§ **EXTRAIT DU TEXTE**
▼
En 1996, pour la panthéonisation, Daniel Rondeau s’est vu commander par Arte un film sur le héros national, film d’une heure trente qu’on peut revoir régulièrement sur le câble, et que diffuse le Cndp (Centre national de documentation pédagogique) à destination des lycéens. Pauvres enfants ! De même que François Jacob, prix Nobel de biologie, prétendait ne pas connaître tout ce qu’on trouvait dans un manuel de biologie de classe terminale, les élèves se voient ici proposer tout ce que Malraux a dit ou écrit de plus fumeux, ampoulé et creux, souvent prononcé par lui-même dans son style pâteux et mal intelligible, ou dit en voix « off » par Rondeau. Quelques échantillons du commentaire de ce dernier :

… cherchant dans la nuit des civilisations disparues des réponses à ses obsessions…

… à quoi pense-t-il si ce n’est aux moyens inventés par l’Asie pour multiplier l’âme…

… il traverse le cosmos de l’Iliade et du Ramayana, ce très beau poème de l’Inde pré-chrétienne…

Daniel Rondeau propage bien entendu les mensonges et falsifications habituels sur les actes de son héros :

… cette autre guerre [en Espagne] lui ouvre les yeux sur la nature du stalinisme.

… l’escadrille de bombardiers baptisée España. C’est elle qui brise l’avancée d’une colonne franquiste en marche vers Madrid.

La guerre est là et il faut la faire. Malraux, à la fin de l’année 1943, s’entoure d’anciens de l’escadrille España et de jeunes étudiants. Il reprend son uniforme de combattant.
▲
§ **MISE EN PRATIQUE**
**A.** Citez le texte sur le film de Daniel Rondeau de « Daniel Rondeau propage » jusqu'à « uniforme de combattant. ».
**B.** Les affirmations suivantes sont-elles conformes au texte sur le film de Daniel Rondeau ? Répondez par oui ou par non en citant les mots du texte qui le justifient. (i) Le film a été commandé par Arte en 1996. (ii) Le film dure deux heures. (iii) Le Cndp diffuse le film à destination des étudiants d'université.

§ **EXTRAITS DE DONNÉES**
▼
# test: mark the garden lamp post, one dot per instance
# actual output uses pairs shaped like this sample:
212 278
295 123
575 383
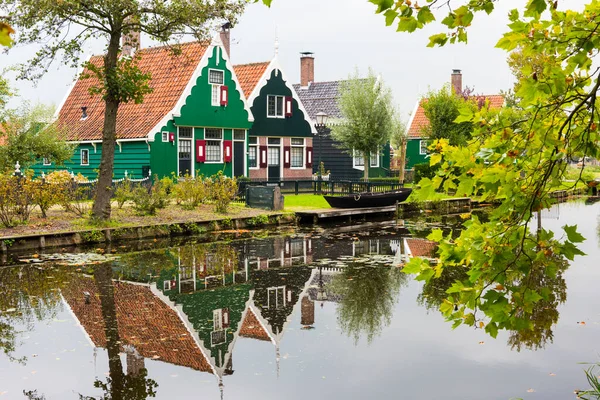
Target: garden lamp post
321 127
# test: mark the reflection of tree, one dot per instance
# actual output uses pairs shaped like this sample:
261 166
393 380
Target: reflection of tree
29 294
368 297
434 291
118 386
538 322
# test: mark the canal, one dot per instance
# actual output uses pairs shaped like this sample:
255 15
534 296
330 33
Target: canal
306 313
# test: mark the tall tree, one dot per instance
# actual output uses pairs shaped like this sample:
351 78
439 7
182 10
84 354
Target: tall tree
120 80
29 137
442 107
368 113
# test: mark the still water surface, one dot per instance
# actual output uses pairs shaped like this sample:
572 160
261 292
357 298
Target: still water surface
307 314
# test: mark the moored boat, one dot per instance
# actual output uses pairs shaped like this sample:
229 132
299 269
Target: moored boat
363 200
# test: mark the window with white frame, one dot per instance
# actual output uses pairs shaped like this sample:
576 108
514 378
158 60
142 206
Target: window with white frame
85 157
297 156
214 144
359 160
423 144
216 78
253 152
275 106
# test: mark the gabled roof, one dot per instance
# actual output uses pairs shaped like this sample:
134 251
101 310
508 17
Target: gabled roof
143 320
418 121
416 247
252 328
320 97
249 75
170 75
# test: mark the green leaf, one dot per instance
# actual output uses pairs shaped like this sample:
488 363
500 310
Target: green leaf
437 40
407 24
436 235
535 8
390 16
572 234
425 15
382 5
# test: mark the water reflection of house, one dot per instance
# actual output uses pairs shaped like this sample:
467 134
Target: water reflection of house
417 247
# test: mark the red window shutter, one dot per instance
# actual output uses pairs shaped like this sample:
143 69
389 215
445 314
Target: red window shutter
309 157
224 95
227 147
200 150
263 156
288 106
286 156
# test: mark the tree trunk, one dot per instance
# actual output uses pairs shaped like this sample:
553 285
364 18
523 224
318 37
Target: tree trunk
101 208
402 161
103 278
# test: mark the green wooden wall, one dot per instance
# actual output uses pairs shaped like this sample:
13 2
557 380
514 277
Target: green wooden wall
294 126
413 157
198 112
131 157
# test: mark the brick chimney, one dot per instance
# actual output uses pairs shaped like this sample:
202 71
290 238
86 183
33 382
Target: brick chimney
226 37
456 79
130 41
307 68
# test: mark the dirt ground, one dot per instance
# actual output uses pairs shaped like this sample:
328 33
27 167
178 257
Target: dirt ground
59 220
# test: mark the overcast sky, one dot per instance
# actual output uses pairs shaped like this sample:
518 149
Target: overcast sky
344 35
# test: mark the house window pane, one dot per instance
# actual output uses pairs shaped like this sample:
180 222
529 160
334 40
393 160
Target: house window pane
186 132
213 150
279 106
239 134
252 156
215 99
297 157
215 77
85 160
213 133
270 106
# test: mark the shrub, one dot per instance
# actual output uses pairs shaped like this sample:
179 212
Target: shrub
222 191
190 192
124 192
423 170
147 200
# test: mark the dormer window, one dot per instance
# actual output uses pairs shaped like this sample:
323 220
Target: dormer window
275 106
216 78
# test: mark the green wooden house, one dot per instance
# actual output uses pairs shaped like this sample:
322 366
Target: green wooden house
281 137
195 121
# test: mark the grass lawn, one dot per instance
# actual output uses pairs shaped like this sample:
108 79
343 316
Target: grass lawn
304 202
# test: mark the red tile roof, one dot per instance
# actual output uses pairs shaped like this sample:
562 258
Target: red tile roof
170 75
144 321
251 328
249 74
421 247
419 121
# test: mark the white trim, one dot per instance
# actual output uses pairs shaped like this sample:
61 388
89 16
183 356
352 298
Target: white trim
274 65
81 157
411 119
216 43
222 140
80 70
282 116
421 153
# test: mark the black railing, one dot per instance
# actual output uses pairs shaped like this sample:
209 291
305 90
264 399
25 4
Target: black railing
▲
§ **CORRIGÉS DES EXERCICES**
**A.**
Daniel Rondeau propage bien entendu les mensonges et falsifications habituels sur les actes de son héros :

… cette autre guerre [en Espagne] lui ouvre les yeux sur la nature du stalinisme.

… l’escadrille de bombardiers baptisée España. C’est elle qui brise l’avancée d’une colonne franquiste en marche vers Madrid.

La guerre est là et il faut la faire. Malraux, à la fin de l’année 1943, s’entoure d’anciens de l’escadrille España et de jeunes étudiants. Il reprend son uniforme de combattant.

**B.**
(i) Oui : « En 1996, pour la panthéonisation, Daniel Rondeau s’est vu commander par Arte un film sur le héros national ».
(ii) Non : « film d’une heure trente ».
(iii) Non : « que diffuse le Cndp (Centre national de documentation pédagogique) à destination des lycéens ».